▶ _Work required_:
The answer must consist of every line below that holds the word "grazing".
----- Given records
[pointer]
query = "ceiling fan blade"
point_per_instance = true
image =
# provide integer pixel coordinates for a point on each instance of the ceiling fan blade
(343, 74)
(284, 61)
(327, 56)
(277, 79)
----------
----- Given records
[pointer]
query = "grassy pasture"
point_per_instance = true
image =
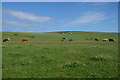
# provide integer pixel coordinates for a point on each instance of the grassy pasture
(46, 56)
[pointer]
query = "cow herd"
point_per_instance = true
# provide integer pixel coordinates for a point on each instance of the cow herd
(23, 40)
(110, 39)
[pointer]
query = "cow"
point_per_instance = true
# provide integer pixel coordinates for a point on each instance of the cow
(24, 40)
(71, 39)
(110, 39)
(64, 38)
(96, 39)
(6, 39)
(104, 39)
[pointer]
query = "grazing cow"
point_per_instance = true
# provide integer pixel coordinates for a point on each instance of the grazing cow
----------
----- Given records
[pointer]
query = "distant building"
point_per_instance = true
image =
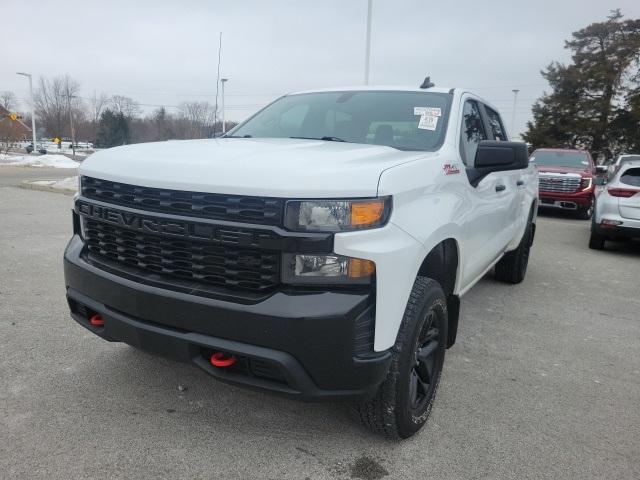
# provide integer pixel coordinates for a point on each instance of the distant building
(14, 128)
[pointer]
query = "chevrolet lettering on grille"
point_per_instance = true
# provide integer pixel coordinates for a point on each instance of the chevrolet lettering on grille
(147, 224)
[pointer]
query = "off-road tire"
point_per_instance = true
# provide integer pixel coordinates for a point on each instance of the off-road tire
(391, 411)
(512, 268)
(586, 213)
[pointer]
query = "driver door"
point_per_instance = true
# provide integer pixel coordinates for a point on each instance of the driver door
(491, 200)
----------
▶ _Worked solution_:
query = "grazing cow"
# provide integer pixel coordinates for a point on each instance of the grazing cow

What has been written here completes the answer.